• TASK GOAL:
Carry the passage about the Theotokos of Tikhvin icon forward, starting right after its last sentence.

The Theotokos of Tikhvin is one of the most celebrated Orthodox Christian icons. It is said to be one of the icons written by St. Luke the Evangelist. According to tradition, in the 5th century, the icon was  transferred from Jerusalem to Constantinople, where a church was built specially for it. These are the same traditions as accrue to the Hodegetria icon, suggesting the stories have become conflated; in terms of composition the Tikhvin icon is of the Hodegetria type. Some art historians prefer a date of about 1300, and a Russian artist. This matches a further tradition that the icon miraculously appeared, hovering over a lake, in Russia near Tikhvin in 1383.

• PROVIDED DATA:
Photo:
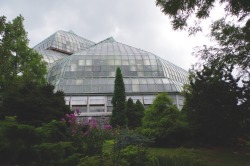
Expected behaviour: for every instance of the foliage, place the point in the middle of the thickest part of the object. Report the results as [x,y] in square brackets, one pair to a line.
[33,104]
[212,106]
[55,153]
[18,62]
[139,112]
[128,147]
[162,121]
[100,160]
[54,132]
[118,117]
[180,10]
[134,113]
[16,142]
[135,155]
[87,136]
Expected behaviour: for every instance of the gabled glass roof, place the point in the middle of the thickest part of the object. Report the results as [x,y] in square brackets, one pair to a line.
[92,70]
[61,44]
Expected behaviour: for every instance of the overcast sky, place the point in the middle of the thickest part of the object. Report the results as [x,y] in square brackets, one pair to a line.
[138,23]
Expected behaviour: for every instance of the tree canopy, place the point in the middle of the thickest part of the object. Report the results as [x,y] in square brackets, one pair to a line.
[18,62]
[181,10]
[119,116]
[33,104]
[162,121]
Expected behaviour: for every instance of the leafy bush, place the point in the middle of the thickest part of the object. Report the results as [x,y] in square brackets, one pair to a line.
[16,142]
[54,153]
[134,155]
[162,121]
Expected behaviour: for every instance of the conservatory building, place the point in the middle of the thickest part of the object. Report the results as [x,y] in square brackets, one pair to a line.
[85,72]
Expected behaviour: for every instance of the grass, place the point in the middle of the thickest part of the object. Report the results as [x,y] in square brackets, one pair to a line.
[210,156]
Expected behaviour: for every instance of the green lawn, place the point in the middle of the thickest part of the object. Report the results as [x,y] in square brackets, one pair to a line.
[210,156]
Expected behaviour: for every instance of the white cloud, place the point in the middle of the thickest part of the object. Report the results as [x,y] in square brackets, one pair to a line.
[137,23]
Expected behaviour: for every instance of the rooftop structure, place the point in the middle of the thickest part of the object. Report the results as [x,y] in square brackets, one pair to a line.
[85,71]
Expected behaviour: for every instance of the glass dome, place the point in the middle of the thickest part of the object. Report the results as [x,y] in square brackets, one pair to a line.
[86,74]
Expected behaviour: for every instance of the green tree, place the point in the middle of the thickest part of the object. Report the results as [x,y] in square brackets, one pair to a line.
[223,66]
[181,10]
[119,116]
[139,112]
[33,104]
[18,62]
[162,121]
[130,110]
[134,113]
[212,106]
[232,37]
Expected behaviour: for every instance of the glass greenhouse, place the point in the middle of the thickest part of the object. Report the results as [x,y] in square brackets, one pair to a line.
[85,71]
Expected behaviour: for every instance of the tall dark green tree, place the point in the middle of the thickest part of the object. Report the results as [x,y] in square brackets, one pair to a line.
[33,104]
[18,62]
[134,113]
[180,11]
[219,85]
[119,116]
[232,36]
[139,109]
[213,106]
[162,121]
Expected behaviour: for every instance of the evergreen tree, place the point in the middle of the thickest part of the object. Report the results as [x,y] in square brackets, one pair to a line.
[18,62]
[33,104]
[119,116]
[134,113]
[212,106]
[162,121]
[139,110]
[130,112]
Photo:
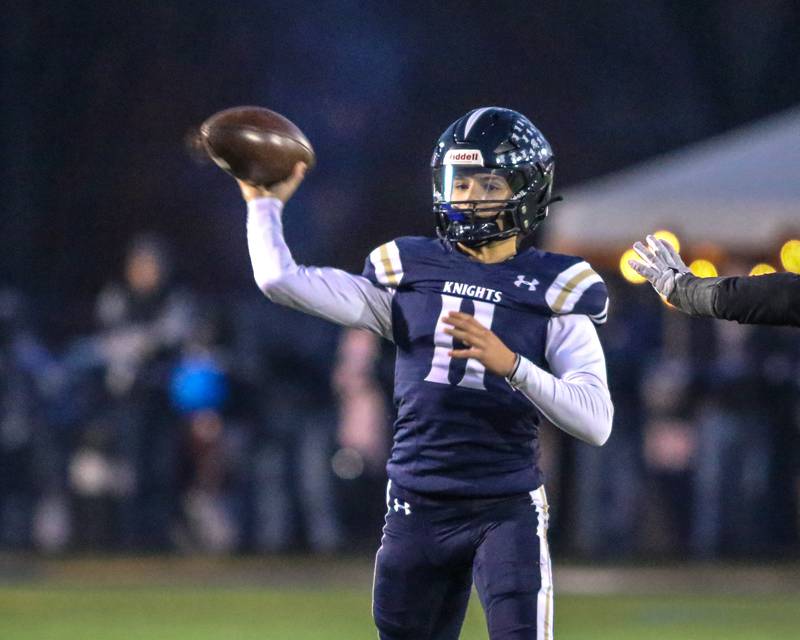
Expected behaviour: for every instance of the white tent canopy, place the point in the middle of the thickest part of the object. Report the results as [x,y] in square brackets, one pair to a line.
[740,191]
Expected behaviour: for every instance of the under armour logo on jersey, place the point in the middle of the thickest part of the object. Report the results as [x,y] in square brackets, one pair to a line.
[532,284]
[404,506]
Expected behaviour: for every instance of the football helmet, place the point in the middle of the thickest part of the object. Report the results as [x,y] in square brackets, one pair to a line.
[492,177]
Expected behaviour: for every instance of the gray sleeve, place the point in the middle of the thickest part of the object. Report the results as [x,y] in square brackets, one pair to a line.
[575,396]
[332,294]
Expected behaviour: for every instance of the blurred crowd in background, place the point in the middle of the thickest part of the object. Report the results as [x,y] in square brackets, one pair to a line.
[228,424]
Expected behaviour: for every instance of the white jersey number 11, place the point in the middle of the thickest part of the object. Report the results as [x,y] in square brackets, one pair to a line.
[440,367]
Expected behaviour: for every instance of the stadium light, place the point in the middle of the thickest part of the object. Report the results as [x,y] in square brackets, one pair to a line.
[790,256]
[762,268]
[670,237]
[703,268]
[627,272]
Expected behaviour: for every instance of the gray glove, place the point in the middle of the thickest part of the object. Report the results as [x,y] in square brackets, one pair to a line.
[661,265]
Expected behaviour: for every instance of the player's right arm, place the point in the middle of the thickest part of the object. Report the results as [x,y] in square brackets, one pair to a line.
[332,294]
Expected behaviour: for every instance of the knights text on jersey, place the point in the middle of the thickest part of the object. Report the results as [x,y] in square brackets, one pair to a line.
[460,430]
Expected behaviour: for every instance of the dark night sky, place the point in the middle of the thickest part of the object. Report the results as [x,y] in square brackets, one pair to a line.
[96,101]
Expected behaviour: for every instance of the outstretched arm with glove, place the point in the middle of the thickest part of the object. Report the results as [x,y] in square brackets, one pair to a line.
[768,299]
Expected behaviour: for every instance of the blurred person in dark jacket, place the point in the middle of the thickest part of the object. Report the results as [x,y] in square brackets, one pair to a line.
[25,473]
[610,481]
[142,323]
[287,359]
[216,424]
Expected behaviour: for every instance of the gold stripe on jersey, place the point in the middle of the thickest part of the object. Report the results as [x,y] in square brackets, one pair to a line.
[386,262]
[569,285]
[558,305]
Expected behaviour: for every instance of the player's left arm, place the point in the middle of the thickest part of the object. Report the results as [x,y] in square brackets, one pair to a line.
[574,397]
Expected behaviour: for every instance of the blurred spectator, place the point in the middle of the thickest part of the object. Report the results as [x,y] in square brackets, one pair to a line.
[287,359]
[214,437]
[609,480]
[142,322]
[23,434]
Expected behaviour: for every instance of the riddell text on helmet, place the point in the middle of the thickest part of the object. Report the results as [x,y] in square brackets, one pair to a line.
[464,156]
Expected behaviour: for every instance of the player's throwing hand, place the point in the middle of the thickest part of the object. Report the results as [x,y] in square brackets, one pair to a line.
[482,344]
[661,265]
[282,190]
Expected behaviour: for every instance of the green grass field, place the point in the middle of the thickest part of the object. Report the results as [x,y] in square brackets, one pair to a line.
[259,613]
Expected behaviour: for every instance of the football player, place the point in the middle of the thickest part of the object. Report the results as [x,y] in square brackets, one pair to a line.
[768,299]
[489,340]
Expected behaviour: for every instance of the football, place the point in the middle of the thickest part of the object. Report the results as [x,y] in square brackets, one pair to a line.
[255,144]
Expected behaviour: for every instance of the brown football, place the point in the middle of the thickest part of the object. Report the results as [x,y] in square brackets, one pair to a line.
[255,144]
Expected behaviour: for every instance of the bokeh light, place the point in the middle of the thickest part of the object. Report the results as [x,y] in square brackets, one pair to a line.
[703,268]
[670,237]
[627,271]
[790,256]
[762,268]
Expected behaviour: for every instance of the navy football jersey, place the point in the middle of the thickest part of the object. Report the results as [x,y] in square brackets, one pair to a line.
[460,430]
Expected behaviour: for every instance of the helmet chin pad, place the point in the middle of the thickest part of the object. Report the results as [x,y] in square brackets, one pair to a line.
[465,226]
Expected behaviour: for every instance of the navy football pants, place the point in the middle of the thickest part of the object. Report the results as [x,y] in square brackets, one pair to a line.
[432,550]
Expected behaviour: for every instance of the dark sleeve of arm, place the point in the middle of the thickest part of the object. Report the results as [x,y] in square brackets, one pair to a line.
[767,299]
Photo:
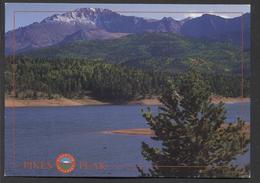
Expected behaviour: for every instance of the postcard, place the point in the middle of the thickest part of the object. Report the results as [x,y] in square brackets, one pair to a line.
[127,90]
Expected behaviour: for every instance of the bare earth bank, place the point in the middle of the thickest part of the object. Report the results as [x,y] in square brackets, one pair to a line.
[149,132]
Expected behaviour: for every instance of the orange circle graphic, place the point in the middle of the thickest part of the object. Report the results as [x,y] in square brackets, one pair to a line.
[65,163]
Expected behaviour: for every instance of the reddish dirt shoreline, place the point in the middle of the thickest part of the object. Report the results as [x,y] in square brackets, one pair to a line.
[149,132]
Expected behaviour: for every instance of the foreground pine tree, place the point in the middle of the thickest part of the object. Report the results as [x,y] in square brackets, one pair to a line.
[196,141]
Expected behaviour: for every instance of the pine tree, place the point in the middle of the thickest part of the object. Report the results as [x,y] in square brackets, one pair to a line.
[196,141]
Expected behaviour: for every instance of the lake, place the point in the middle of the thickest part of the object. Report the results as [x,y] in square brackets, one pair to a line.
[42,133]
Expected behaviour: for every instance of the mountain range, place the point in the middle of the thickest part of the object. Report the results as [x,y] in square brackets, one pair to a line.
[103,24]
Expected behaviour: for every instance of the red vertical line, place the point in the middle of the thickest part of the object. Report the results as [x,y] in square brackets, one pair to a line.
[14,91]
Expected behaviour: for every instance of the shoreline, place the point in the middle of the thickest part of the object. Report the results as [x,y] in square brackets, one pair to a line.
[149,132]
[63,102]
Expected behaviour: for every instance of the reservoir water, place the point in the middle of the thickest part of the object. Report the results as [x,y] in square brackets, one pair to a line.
[40,134]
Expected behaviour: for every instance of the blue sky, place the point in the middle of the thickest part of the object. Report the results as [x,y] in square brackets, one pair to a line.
[26,18]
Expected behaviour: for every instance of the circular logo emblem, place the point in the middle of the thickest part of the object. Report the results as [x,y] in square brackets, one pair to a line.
[65,163]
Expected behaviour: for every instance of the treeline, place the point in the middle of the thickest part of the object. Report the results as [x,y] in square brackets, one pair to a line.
[41,78]
[78,78]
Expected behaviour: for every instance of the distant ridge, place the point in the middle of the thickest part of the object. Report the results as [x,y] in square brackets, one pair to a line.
[97,23]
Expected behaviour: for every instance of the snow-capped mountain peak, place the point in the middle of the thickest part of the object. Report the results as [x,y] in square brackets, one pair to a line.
[78,16]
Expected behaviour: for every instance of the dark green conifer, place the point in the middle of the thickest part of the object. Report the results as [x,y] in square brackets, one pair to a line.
[196,141]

• ANSWER TO THIS EXERCISE:
Since the 14th century, the icon was held in Tikhvin, where eventually Tikhvin Assumption Monastery was founded to host the icon. In 1941, during World War II, for a month Tikhvin was occupied by German troops, who looted the monastery and, in particular, took the icon to Pskov, and in 1944 transferred it to Riga. The icon eventually was taken out of Russia for safety by a Russian Orthodox bishop from Kolka parish and later Bishop of Riga - John (Garklāvs) of Chicago. In the period between 1949 and 2004 the icon remained at Holy Trinity Orthodox Cathedral in Chicago, IL United States. It was returned to Tikhvin, Russia in 2004 by his adopted son, Fr. Sergei Garklavs of Chicago. In turn, the Bishop Mstislav of Tikhvin gifted an exact reproduction of the Tikhvin Icon, complete with a bejeweled riza, in 2016. The icon is kept at the Tikhvin Assumption Monastery, where it was kept prior to 1917. Most of the icon, except the exposed skin of Jesus and Mary (the two faces and necks, both sets of hands, and the feet of Jesus), is normally covered by a chased frame of precious metals and jewels (riza).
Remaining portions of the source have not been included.